**Gestellte Aufgabe 1**: In wie vielen Zeilen der unten stehenden Datensätze kommt die Zeichenfolge „floor“ vor? Zähle sie und gib nur die Zahl an.
=== Vorliegender Text ===
Instagräme dich nicht, hier kommt die Selfie-Challenge
Ratgeber

Instagräme dich nicht, hier kommt die Selfie-Challenge

David Lee
30.4.2020
Mitarbeit: Thomas Kunz

Zur Inspiration gibt’s heute zwei Mal fünf Selbstporträts, von dämlich bis ambitioniert. Vielleicht lernst du sogar was dabei. Und sonst: Gute Unterhaltung.

Hier kommt ein neuer Fototipp für Zuhause. Tom, der Profifotograf und ich wollen natürlich Tipps geben, die euch interessieren. Auf Instagram kam mehrfach der Wunsch nach Selfies oder Selbstporträts. Das hat was: Wenn du allein zu Hause sitzt, wen sollst du denn sonst fotografieren?

Um nicht bloss die hundertste langweilige Anleitung für Selfies zu schreiben, gibt es hier stattdessen ein Spiel zum Nachmachen. Jeder macht zu Hause fünf möglichst unterschiedliche Selbstporträts. Wer schiesst die besseren Bilder? Wir haben noch die Regel aufstellt, dass ein Foto von einem Smartphone stammen muss. Die andere Person muss herausfinden, welches Foto das ist.

Tom fotografiert Tom

Tom, da kannst du mich auch mit einem absichtlich schlecht gemachten Foto nicht täuschen! Das sieht geblitzt aus. Daher nehme ich an, dass es nicht mit einem Smartphone geschossen wurde.

Toms Kommentar: «Ja genau, hier habe ich mit der Nikon D810 fotografiert. Dazu habe ich das Blitzgerät Nikon SB-700 auf der Kamera aufgesteckt. Der frontale direkte Blitz ist nicht immer passend, aber ich finde, er hat etwas Ehrliches. Er ist direkt, beschönigt nichts. Leider zeigt dieser Ausdruck wirklich etwas Echtes von mir: Wenn ich in etwas vertieft bin, presse ich die Zunge oftmals auf die Unterlippe.»
=== Gespeicherte Datensätze ===
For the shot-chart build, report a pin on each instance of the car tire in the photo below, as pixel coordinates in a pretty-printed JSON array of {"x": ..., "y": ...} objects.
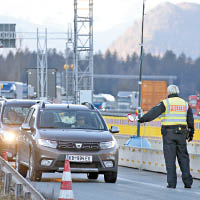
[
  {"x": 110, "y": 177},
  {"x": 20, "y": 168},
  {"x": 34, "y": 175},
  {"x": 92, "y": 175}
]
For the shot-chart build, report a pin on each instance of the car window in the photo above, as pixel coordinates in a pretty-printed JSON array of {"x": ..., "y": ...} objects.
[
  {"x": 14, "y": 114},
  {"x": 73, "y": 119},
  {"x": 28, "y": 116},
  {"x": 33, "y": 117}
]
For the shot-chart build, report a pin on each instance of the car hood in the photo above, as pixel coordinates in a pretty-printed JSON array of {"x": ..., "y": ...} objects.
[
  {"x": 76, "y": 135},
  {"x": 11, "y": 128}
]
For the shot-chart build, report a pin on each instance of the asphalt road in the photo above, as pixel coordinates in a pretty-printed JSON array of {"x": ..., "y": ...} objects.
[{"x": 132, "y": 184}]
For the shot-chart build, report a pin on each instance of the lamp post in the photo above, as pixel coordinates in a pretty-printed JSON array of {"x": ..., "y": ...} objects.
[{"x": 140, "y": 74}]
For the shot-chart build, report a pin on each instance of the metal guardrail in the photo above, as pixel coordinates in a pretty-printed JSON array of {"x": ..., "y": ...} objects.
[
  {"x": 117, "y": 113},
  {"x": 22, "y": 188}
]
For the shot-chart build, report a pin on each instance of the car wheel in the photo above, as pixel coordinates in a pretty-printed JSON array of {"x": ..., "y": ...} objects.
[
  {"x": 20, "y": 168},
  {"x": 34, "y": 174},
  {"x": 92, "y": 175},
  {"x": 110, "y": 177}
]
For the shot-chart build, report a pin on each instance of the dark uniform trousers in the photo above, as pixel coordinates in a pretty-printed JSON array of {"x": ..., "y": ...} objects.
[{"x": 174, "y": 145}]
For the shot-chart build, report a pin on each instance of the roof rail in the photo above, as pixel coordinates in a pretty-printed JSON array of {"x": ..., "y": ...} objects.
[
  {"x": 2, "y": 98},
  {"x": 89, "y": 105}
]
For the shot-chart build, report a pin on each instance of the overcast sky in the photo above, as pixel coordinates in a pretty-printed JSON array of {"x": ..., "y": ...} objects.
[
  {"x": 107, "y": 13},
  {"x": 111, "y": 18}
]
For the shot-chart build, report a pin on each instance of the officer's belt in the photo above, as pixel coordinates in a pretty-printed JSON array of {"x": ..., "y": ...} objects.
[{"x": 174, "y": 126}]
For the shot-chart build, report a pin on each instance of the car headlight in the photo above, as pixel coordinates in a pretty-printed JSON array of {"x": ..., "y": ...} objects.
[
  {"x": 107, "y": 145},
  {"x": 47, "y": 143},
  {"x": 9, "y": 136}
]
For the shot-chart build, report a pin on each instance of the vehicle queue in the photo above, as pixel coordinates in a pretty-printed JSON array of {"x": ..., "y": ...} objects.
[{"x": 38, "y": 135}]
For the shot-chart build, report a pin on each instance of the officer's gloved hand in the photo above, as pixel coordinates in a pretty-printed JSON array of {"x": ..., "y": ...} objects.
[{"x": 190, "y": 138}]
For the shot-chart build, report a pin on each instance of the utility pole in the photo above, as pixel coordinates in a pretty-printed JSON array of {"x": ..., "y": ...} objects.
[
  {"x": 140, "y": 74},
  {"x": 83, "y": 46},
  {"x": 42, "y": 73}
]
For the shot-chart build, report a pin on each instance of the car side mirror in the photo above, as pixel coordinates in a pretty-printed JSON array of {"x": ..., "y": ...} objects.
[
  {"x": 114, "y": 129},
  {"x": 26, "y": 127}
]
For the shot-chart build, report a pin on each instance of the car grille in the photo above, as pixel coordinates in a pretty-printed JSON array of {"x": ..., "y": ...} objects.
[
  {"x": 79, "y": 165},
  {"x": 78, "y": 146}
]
===
=== Gespeicherte Datensätze ===
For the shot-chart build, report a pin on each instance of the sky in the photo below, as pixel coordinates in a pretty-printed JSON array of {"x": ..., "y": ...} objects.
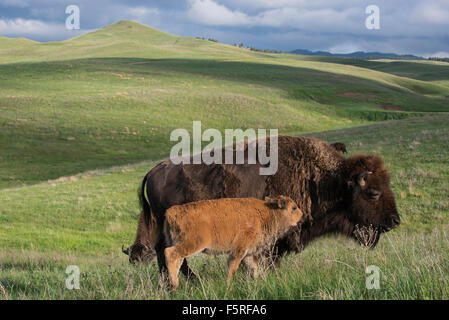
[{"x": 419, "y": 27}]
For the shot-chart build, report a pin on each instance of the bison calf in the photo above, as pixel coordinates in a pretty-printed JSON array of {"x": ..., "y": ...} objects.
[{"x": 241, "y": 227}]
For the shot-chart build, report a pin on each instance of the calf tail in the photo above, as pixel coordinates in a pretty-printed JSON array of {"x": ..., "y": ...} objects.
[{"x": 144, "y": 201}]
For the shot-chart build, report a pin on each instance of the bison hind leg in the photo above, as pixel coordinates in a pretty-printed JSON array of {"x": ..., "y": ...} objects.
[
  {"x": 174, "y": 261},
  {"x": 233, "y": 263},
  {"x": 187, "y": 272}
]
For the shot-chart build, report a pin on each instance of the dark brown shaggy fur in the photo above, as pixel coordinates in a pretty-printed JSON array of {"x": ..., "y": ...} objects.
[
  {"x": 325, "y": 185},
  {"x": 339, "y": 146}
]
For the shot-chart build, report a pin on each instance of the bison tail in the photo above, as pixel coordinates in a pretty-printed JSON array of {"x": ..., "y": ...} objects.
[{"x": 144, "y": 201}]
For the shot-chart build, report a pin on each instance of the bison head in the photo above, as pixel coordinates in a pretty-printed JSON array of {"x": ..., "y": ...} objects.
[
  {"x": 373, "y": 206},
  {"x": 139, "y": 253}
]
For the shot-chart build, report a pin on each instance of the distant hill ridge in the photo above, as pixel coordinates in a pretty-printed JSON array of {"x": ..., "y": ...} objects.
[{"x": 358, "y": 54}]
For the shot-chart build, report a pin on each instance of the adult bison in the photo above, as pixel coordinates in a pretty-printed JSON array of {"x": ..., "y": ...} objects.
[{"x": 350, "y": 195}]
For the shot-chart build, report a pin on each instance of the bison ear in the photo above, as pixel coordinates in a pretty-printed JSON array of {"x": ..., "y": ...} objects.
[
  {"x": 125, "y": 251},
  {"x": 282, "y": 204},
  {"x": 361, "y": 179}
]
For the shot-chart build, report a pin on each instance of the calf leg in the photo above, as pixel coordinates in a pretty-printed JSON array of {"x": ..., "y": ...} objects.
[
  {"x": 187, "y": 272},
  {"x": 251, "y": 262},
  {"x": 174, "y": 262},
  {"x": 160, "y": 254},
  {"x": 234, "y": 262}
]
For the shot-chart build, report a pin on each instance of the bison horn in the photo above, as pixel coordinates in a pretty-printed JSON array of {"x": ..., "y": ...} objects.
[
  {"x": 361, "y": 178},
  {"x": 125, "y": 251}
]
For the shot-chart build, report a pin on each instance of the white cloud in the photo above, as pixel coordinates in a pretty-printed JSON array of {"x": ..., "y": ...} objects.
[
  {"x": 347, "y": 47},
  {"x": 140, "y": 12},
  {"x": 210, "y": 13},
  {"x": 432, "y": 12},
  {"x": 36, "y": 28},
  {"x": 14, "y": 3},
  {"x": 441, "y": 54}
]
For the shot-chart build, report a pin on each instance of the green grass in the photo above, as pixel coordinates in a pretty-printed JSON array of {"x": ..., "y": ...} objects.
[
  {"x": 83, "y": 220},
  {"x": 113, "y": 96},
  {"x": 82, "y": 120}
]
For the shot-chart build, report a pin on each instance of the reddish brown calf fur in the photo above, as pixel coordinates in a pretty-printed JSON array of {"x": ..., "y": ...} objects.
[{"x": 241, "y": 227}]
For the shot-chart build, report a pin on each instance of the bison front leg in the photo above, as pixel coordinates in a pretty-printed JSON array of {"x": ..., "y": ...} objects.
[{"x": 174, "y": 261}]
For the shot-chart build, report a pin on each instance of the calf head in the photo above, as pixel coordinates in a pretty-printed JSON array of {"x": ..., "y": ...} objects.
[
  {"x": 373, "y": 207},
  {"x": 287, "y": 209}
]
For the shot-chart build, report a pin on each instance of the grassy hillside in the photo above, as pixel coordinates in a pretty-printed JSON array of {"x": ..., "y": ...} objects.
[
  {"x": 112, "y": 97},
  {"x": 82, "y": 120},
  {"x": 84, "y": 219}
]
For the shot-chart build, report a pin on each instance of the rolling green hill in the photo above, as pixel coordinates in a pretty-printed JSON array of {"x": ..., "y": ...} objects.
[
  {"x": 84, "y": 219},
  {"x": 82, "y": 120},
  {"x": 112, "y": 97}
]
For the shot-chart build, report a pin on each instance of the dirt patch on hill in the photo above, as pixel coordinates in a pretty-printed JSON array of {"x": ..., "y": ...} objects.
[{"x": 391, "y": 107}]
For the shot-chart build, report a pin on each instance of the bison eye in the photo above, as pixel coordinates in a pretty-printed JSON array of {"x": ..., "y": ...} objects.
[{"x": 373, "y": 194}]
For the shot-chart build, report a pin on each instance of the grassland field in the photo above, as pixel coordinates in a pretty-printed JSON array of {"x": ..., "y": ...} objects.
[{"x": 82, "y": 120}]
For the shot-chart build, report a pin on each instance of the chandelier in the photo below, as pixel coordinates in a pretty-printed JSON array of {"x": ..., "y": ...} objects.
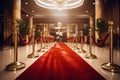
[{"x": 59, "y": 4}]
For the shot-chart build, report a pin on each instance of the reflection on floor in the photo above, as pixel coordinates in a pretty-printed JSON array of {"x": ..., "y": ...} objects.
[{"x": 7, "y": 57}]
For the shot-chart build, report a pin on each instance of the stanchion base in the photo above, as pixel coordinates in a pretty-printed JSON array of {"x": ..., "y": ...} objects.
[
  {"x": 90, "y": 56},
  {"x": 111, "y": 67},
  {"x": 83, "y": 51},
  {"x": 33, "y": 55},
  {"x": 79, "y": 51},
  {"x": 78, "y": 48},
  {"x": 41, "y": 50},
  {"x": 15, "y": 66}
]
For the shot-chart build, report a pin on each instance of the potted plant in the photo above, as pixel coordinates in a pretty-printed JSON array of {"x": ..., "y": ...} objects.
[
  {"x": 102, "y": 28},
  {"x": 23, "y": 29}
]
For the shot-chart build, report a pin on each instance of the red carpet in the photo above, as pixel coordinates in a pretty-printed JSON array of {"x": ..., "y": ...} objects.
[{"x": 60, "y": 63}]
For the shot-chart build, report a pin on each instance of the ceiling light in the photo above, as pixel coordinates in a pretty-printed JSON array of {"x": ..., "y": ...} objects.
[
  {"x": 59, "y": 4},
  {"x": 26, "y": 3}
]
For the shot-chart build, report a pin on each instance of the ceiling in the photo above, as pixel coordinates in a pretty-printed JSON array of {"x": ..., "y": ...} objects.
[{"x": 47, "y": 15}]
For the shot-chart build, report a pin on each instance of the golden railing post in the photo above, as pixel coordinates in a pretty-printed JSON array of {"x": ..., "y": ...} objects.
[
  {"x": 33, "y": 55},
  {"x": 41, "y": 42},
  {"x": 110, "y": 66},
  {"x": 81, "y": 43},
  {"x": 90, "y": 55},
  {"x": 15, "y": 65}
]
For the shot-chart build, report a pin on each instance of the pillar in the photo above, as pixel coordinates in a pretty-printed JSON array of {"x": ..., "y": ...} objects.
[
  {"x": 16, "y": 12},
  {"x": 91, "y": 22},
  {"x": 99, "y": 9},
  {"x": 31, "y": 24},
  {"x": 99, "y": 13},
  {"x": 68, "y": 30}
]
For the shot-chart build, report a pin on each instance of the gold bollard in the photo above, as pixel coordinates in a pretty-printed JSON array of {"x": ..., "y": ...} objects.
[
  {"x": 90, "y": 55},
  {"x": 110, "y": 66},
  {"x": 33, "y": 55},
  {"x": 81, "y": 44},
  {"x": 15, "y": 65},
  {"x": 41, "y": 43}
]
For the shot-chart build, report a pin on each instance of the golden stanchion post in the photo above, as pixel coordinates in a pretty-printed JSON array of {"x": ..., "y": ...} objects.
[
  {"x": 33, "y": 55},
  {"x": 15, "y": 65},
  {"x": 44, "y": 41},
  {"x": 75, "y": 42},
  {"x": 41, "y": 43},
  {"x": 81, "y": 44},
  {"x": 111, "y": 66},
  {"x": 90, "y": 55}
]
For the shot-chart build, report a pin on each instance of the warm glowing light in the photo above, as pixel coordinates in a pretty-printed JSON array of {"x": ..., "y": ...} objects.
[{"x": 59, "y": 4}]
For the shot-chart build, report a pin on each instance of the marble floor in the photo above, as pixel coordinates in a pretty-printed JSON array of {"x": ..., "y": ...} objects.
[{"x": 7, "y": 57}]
===
=== Gespeicherte Datensätze ===
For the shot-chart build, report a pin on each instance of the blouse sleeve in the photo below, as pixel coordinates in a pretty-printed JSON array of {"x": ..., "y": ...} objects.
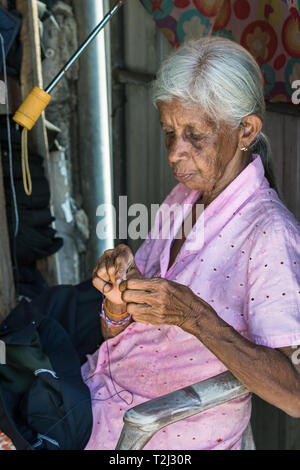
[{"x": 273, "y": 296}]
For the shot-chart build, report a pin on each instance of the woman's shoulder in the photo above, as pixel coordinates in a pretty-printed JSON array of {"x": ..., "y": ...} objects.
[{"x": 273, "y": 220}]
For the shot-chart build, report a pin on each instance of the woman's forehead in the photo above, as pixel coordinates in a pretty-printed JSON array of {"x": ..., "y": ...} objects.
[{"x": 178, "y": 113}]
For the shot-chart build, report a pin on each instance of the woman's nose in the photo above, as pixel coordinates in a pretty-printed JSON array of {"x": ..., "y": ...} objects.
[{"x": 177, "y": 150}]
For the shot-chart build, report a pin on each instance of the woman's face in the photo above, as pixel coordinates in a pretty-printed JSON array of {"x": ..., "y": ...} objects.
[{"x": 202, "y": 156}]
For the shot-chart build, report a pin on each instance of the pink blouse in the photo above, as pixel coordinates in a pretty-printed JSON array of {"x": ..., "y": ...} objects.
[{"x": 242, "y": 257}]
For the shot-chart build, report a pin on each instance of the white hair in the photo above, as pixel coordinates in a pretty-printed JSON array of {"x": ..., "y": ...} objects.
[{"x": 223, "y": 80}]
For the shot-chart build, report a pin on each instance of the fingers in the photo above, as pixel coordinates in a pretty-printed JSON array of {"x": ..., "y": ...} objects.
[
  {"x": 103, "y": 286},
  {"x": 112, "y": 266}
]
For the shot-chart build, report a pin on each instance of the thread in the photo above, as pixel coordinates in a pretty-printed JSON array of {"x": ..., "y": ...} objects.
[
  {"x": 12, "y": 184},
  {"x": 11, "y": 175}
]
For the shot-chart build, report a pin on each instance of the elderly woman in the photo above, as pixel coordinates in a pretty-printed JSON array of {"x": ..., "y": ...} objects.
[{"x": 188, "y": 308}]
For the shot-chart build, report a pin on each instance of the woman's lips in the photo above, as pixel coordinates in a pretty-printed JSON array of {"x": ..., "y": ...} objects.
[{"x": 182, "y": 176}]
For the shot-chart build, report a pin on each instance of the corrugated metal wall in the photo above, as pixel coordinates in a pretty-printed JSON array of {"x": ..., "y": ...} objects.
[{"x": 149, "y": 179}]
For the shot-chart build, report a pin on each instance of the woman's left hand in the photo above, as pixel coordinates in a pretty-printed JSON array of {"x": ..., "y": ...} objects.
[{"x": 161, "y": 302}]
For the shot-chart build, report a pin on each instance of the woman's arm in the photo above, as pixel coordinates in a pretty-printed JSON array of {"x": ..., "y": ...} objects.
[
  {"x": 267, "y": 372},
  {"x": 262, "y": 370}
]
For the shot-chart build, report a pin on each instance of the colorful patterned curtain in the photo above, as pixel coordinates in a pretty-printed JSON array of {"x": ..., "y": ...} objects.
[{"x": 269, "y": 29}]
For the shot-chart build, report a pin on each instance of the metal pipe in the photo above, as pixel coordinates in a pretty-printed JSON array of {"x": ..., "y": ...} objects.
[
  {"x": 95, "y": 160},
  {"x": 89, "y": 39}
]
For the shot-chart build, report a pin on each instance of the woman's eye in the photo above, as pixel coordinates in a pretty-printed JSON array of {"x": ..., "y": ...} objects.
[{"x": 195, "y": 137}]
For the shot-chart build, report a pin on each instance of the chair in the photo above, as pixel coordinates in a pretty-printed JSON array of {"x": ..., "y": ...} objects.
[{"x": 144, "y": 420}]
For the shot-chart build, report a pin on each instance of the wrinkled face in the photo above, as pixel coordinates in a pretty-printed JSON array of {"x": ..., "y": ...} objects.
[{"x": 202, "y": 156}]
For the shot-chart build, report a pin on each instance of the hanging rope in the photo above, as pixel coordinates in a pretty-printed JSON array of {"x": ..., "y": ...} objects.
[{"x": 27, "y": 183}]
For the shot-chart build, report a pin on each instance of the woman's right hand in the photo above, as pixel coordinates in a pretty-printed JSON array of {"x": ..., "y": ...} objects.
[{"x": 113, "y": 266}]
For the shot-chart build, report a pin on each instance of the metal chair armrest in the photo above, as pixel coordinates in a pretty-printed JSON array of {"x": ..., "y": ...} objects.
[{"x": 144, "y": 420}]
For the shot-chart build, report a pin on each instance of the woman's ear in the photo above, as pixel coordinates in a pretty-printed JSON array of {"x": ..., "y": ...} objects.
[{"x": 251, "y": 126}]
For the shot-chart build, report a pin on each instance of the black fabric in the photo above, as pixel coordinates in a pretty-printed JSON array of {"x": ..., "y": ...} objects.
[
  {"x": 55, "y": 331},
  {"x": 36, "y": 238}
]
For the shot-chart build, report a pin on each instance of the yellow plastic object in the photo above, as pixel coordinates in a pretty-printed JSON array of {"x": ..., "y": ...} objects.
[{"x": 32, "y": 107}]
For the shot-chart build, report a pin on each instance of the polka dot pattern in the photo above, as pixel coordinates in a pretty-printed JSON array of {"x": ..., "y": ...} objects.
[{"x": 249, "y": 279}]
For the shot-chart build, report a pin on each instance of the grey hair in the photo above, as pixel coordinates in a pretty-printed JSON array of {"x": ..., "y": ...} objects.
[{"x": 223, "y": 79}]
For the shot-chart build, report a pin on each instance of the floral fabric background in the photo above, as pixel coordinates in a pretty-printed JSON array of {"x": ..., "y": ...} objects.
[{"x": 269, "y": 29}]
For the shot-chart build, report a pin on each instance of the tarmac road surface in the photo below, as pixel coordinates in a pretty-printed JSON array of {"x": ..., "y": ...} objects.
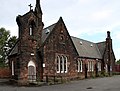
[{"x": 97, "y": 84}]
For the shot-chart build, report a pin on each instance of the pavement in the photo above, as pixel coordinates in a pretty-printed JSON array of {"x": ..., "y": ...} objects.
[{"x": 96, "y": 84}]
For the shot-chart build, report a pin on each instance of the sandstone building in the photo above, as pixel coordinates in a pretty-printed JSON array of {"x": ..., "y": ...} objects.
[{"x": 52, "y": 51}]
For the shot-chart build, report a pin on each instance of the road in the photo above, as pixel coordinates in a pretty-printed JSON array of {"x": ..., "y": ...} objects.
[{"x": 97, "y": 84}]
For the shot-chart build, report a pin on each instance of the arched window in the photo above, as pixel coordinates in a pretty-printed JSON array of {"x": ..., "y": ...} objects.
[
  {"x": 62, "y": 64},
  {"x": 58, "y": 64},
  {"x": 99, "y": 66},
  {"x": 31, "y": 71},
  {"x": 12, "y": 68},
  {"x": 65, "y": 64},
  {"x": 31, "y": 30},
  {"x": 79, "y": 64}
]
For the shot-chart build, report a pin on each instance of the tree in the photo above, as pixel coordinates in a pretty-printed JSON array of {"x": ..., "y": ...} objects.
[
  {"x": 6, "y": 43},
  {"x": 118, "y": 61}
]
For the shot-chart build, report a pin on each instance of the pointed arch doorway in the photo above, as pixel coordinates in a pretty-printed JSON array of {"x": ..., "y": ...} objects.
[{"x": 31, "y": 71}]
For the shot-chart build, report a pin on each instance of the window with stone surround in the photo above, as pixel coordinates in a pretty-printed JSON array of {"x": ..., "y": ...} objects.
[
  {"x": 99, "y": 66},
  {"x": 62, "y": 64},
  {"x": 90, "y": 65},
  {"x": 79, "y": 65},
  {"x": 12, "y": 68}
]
===
**Gestellte Aufgabe 2**: Gib aus dem oben stehenden Text über die Selfie-Challenge den Abschnitt wortgetreu aus, der mit den Worten „Um nicht bloss“ beginnt und mit „Foto das ist.“ endet.

**Vollständige Ausgabe 1**: 2

**Vollständige Ausgabe 2**:
Um nicht bloss die hundertste langweilige Anleitung für Selfies zu schreiben, gibt es hier stattdessen ein Spiel zum Nachmachen. Jeder macht zu Hause fünf möglichst unterschiedliche Selbstporträts. Wer schiesst die besseren Bilder? Wir haben noch die Regel aufstellt, dass ein Foto von einem Smartphone stammen muss. Die andere Person muss herausfinden, welches Foto das ist.